* **ACTIVITY LIST**
**a.** Reproduce everything in the article on water disinfection from "Currently the RWSA" down to "presented several options.", substituting "liquid chlorine" for "free chlorine".
**b.** Answer these questions from the article on water disinfection:
(i) Since what year have chloramines been in use?
(ii) What is the capital cost of adding granular activated carbon filtration to the water treatment plant?
(iii) Who organized the online petition?

* **READING PASSAGE**
┏━━

“Chloramines have been in use since 1917 and we have a very long history of using [them],” said Ben Stanford, director of applied research at Hazen and Sawyer.
The Rivanna Water & Sewer Authority uses free chlorine to remove bacteria and viruses from raw water as its primary disinfectant. The U.S. Environmental Protection Agency requires water treatment plants to use a secondary disinfectant to ensure no bacteria or viruses re-enter the treated water as it passes through the distribution network.
Currently the RWSA also uses free chlorine as its secondary disinfectant, but that chemical will not allow the agency to meet higher standards that will be in effect in October 2014.
“More utilities across the country have said [they] can no longer do free chlorine as a secondary disinfectant because of the need to meet these increasingly stringent regulations,” said Thomas L. Frederick, Jr., the RWSA’s executive director.
The RWSA hired the firm Hazen and Sawyer to evaluate potential secondary disinfectants. They met with ACSA and city utilities staff and presented several options.
“To convert our secondary disinfectant to chloramines to meet the EPA’s stage 2 rule would result in $5 million in capital costs… and an additional $102,000 in operating costs a year,” Frederick said. “The next cheapest alternative to meet the stage 2 rules is add granular activated carbon filtration to the water treatment plant. That capital cost is $18.3 million.”
Frederick said ACSA and city staff recommended going with chloramines, a move that was approved by the RWSA board as part of its capital budget.
However, some people have expressed concerns that chloramines will present health and environmental risks. An online petition organized by city resident Galen Staengl claims that byproducts can be carcinogenic and can cause lead to leach from water pipes.
Stanford acknowledged that these by-products can be carcinogenic if they are present in very high levels, but he said the amount used in water treatment is well below the threshold.
“Both free chlorine and chloramines form the exact same disinfection by-products,” Stanford said. “What’s different is the ratio and the amount that’s formed.”
With respect to lead and problems with chloramines in Washington D.C., Stanford said that water system experienced higher lead levels due to human error and that chloramines were not directly responsible.
“When they switched, they did not control for the change in water chemistry,” Stanford said. “Their pH changed and they did not add a corrosive inhibitor.”
Stanford added that the D.C. system continues to use chloramines today, and that Hazen and Sawyer will take steps to make sure that does not occur in the RWSA’s urban system.
The petition also states that chloramines will lead to fish kills in public water. Stanford disagrees.
“Both free chlorine and chloramines will kill fish,” Stanford said. “If you have a massive main break of chlorinated water and chloraminated water, both of them have the same potential to kill fish…. I’ve never once heard of a case of fish being killed from responsible or irresponsible lawn-watering or from swimming pools being drained into yards.”

┗━━

* **DATASET EXTRACT**

┏━━

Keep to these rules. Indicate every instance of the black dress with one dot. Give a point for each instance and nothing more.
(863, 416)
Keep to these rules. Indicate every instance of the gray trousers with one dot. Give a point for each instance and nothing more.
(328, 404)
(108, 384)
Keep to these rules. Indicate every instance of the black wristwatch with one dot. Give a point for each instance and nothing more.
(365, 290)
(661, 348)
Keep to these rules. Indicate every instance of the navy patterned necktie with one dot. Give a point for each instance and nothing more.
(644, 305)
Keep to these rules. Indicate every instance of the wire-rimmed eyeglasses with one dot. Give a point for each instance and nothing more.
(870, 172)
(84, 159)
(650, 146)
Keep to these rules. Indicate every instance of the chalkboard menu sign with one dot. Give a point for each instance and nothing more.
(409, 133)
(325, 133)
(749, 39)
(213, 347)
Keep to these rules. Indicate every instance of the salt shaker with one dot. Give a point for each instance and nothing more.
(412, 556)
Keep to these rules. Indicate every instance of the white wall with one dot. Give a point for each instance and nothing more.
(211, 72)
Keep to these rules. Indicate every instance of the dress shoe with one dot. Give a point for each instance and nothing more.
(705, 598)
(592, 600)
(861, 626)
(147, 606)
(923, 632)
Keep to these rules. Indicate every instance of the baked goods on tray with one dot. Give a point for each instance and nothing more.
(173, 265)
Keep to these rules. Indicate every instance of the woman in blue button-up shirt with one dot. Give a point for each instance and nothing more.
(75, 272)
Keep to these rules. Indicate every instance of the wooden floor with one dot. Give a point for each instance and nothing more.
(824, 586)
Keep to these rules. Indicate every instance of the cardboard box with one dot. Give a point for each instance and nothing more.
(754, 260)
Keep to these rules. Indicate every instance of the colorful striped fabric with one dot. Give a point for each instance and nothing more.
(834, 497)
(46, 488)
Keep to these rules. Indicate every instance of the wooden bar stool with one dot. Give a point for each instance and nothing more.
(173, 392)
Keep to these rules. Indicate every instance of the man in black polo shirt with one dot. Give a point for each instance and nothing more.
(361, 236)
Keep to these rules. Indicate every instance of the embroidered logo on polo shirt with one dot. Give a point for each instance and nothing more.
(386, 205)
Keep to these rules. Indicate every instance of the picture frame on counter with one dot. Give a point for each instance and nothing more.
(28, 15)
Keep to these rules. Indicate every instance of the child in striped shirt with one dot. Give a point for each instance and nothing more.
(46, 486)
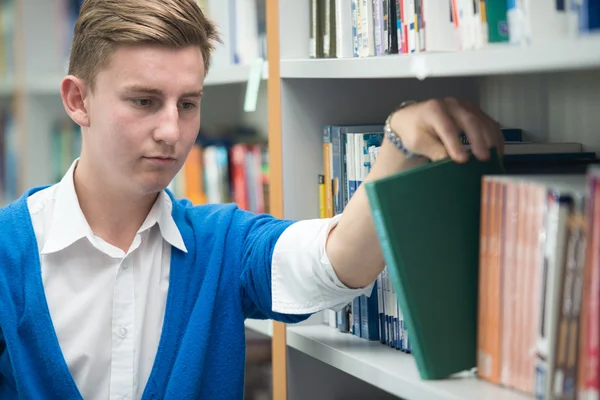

┗━━

* **RESPONSES TO THE EXERCISE**
**a.**
Currently the RWSA also uses liquid chlorine as its secondary disinfectant, but that chemical will not allow the agency to meet higher standards that will be in effect in October 2014.
“More utilities across the country have said [they] can no longer do liquid chlorine as a secondary disinfectant because of the need to meet these increasingly stringent regulations,” said Thomas L. Frederick, Jr., the RWSA’s executive director.
The RWSA hired the firm Hazen and Sawyer to evaluate potential secondary disinfectants. They met with ACSA and city utilities staff and presented several options.

**b.**
(i) 1917
(ii) $18.3 million
(iii) Galen Staengl, a city resident